It said influencers would be used in the campaign and could reach large numbers of people.
"For one influencer we worked with on previous attendance campaigns, the video cost $7000 and reached one million people on TikTok alone (and this was posted on Facebook and Instagram)," the paper said.
School - the 'best party in town'?
Cobden School in Greymouth has used Ministry of Education funding to run its own social media campaign encouraging families to send their children to school every day.
Principal Noula Markham told RNZ the school still had work to do, but the campaign helped.
"What we have had is a big shift with the critical non-attendance. That has definitely lowered. So our truancy rate is very, very low and so the shift is definitely heading in that positive direction," she said.
She said the campaign ran over two school terms and featured new animations each week with key messages about attendance.
"Either a message around the benefits of attending of school, we had some messages around what parents could do to help them get their children to school like a regular bedtime, being prepared the night before and then we had a lot of messages saying 'school is not the same without you'."
Markham said the school was experiencing a wave of winter illness, but it did not have a Friday slump in attendance.
Asked why, Markham said: "Try and keep the curriculum alive. School should be the best party in town. Getting the children's voice in what activities we do and also having a great relationship with our school community.
"You've just got to keep the learning alive. You've got to keep those kids wanting to come to school. Obviously we have our lunch in schools as well which is a huge plus. So anything we can do to make kids want to come to school is going to boost achievement and obviously attendance rates."
Darfield High School principal Andy England told RNZ the school's daily attendance was generally around 90 percent but it was not immune to the Friday dip.
"We would have families who might go away to the bach or go hunting, and that may sound flippant and it's certainly something we have to dig into in terms of the importance of turning up to school, but for some families that is the key thing that they value," he said.

(What to work on):
A. In the school attendance article, how long did Cobden School's campaign run?
B. Repeat the school attendance article from "It said influencers" up to and including "school every day.".
This material comes from a separate source.

Natural-language object grounding data:
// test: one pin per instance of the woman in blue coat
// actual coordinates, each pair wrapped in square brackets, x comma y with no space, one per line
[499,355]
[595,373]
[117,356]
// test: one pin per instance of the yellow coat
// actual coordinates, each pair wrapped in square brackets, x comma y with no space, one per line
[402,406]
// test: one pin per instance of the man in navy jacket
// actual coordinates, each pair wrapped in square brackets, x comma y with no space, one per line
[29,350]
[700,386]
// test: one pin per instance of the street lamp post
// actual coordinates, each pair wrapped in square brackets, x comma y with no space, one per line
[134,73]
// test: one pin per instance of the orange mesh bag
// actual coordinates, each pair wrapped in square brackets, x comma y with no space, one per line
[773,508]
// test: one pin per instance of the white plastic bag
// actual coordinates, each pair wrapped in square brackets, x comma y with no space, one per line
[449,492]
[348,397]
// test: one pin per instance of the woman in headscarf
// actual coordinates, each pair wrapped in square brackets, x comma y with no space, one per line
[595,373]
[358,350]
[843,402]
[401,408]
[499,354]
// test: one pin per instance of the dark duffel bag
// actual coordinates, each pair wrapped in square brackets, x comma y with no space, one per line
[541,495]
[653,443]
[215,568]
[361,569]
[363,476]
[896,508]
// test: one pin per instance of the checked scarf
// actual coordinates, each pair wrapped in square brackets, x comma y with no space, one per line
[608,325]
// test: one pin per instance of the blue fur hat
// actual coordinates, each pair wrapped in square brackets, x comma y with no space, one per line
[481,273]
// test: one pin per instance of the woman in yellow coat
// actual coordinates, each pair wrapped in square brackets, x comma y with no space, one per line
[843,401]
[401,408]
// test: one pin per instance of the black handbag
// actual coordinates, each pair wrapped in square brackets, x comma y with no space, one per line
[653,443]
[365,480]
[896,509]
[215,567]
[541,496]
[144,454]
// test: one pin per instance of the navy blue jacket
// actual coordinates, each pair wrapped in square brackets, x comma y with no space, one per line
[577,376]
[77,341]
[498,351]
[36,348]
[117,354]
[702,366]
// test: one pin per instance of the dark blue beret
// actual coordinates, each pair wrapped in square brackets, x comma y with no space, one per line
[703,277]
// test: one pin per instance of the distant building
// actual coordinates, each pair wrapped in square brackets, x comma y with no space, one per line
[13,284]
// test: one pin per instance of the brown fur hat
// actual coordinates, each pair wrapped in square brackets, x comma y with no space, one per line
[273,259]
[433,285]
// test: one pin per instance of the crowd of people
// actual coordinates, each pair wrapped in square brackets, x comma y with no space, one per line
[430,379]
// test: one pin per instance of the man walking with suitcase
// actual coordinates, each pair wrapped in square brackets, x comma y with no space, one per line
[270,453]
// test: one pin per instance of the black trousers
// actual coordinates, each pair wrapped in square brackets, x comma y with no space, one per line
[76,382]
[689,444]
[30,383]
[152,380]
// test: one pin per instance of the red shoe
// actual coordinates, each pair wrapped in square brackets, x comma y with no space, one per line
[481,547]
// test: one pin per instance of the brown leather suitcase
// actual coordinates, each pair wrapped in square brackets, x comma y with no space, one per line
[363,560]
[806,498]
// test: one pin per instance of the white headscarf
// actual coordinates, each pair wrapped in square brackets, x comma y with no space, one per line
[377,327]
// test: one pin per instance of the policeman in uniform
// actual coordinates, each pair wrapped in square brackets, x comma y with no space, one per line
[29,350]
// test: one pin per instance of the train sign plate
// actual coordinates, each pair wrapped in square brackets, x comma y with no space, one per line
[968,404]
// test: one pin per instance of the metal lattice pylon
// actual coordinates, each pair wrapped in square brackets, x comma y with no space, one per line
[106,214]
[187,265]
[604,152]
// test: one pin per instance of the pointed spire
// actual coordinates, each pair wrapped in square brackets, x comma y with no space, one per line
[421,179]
==
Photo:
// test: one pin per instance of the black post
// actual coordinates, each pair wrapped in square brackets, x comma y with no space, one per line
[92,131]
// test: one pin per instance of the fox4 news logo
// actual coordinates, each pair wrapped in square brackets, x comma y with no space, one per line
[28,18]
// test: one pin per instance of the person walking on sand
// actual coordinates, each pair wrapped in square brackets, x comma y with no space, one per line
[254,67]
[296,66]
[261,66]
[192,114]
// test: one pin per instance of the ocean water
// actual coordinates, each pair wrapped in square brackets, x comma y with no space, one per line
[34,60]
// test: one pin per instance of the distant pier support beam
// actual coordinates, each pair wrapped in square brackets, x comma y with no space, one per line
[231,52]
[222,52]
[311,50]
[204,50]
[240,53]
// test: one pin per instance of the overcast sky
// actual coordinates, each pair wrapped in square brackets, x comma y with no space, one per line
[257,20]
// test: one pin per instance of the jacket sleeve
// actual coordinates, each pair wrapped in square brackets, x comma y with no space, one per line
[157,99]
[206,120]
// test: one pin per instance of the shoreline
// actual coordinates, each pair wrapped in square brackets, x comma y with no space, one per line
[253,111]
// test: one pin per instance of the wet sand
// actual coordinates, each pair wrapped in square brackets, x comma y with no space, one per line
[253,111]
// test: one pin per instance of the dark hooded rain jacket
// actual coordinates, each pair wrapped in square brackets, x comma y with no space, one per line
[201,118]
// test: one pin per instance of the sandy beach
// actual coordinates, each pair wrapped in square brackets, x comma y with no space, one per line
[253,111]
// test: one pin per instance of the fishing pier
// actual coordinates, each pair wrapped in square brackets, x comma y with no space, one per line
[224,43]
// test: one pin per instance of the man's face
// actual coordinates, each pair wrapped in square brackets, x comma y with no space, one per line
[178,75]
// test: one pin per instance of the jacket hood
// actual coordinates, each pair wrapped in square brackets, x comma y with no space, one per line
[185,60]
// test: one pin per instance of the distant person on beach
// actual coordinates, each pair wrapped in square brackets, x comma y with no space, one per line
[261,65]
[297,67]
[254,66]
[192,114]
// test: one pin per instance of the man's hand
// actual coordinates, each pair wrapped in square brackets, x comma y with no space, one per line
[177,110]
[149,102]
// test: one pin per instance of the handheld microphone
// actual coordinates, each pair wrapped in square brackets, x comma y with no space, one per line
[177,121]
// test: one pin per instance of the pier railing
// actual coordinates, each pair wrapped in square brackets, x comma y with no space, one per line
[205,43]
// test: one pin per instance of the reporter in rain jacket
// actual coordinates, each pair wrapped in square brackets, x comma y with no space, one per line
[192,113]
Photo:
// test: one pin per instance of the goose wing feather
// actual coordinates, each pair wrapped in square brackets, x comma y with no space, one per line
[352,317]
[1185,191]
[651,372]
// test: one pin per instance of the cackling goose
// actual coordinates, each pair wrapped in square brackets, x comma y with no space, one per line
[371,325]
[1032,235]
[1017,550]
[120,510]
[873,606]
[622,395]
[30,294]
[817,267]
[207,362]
--
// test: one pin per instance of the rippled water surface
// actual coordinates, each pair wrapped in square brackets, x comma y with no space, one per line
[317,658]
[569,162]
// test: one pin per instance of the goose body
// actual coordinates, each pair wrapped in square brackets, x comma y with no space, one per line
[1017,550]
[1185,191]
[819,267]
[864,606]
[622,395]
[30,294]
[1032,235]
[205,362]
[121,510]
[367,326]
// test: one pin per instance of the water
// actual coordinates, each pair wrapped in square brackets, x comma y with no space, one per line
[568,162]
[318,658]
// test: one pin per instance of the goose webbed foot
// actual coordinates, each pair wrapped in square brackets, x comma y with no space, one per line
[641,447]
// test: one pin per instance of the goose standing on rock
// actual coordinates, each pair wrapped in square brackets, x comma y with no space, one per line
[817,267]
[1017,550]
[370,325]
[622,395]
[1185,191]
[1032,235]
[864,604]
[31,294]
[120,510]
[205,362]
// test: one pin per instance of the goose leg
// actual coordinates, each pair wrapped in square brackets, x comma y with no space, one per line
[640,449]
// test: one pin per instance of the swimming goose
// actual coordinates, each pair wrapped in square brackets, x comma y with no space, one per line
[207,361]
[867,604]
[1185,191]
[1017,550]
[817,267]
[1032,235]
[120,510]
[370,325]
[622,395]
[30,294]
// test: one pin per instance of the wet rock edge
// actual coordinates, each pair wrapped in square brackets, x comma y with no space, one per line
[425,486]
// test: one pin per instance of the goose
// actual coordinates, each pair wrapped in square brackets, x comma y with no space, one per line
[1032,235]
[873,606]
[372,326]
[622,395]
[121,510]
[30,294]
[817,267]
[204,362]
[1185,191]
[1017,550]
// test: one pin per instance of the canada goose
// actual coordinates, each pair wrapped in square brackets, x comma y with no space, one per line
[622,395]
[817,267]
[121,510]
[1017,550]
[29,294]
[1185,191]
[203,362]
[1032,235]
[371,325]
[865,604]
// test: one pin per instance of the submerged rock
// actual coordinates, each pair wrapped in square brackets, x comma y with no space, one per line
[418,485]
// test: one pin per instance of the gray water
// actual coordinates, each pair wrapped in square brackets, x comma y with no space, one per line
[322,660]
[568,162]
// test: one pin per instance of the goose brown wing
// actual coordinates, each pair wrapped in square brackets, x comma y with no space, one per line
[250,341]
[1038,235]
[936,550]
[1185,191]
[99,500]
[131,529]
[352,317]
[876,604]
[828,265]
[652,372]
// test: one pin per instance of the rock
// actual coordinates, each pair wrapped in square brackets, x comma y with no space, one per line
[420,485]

(Answers provided):
A. Over two school terms.

B.
It said influencers would be used in the campaign and could reach large numbers of people.
"For one influencer we worked with on previous attendance campaigns, the video cost $7000 and reached one million people on TikTok alone (and this was posted on Facebook and Instagram)," the paper said.
School - the 'best party in town'?
Cobden School in Greymouth has used Ministry of Education funding to run its own social media campaign encouraging families to send their children to school every day.